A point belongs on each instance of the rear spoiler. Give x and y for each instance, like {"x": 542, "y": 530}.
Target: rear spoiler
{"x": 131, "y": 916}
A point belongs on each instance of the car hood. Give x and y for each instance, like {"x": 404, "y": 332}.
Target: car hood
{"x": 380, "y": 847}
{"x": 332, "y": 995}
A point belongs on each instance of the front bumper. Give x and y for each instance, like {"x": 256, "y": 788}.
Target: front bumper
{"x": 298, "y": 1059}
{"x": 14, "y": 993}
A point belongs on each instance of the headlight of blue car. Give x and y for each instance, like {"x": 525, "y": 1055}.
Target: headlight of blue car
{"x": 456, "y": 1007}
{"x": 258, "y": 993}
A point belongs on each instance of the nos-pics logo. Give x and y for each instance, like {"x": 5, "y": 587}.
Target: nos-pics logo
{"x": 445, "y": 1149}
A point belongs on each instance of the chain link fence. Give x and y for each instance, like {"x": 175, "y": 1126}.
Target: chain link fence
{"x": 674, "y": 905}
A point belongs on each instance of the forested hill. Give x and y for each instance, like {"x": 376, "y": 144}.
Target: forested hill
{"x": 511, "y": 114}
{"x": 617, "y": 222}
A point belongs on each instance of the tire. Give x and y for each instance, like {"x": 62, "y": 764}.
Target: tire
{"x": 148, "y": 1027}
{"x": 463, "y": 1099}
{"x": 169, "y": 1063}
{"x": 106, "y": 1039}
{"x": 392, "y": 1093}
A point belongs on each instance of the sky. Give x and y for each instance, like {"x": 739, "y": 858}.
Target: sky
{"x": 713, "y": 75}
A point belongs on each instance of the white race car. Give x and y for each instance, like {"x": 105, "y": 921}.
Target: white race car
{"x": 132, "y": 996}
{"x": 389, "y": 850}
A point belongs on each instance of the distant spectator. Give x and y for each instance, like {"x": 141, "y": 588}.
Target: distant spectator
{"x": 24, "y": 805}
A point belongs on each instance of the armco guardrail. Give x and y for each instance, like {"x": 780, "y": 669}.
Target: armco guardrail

────────────────

Exercise instructions: Could you transcribe the records in full, exactly?

Your response:
A point belongs on each instance of the rear spoiler. Give x and y for each instance, like {"x": 542, "y": 530}.
Target: rear spoiler
{"x": 131, "y": 916}
A point belongs on each instance of the car hood. Give x and y for each instance, like {"x": 404, "y": 332}.
Target: car hood
{"x": 380, "y": 847}
{"x": 332, "y": 995}
A point belongs on each instance of the front bumper. Give x and y for each instance, like {"x": 256, "y": 788}.
Target: front bumper
{"x": 298, "y": 1059}
{"x": 14, "y": 993}
A point belongs on each instance of the headlight of blue car. Give x and y for each instance, like {"x": 525, "y": 1055}.
Target: headlight of blue car
{"x": 456, "y": 1007}
{"x": 258, "y": 993}
A point belongs on each instance of the nos-pics logo. Give x and y for each instance, like {"x": 5, "y": 587}.
Target: nos-pics logo
{"x": 445, "y": 1149}
A point belongs on each instance of the chain link fence. Give x and y for each instance, like {"x": 175, "y": 1126}.
Target: chain link fence
{"x": 674, "y": 905}
A point belongs on each instance of the forested hill. Give x and y for each instance, like {"x": 376, "y": 144}.
Target: forested hill
{"x": 511, "y": 114}
{"x": 617, "y": 222}
A point belongs on each instance of the tire. Give x and y for each instance, like {"x": 62, "y": 764}.
Target: tire
{"x": 148, "y": 1027}
{"x": 463, "y": 1099}
{"x": 169, "y": 1063}
{"x": 106, "y": 1039}
{"x": 392, "y": 1093}
A point belongs on each instance of the sky. Give x and y for each instance, like {"x": 739, "y": 858}.
Target: sky
{"x": 713, "y": 75}
A point belongs on each instance of the white race car. Give x and y for each instance, like {"x": 105, "y": 921}.
Target: white race car
{"x": 132, "y": 996}
{"x": 389, "y": 850}
A point belongs on each instance of the distant spectator. Give x and y for each instance, like {"x": 141, "y": 588}.
Target: distant spectator
{"x": 24, "y": 805}
A point belongs on each instance of the armco guardrail. Give x and y for each instance, like {"x": 780, "y": 669}.
Target: armco guardrail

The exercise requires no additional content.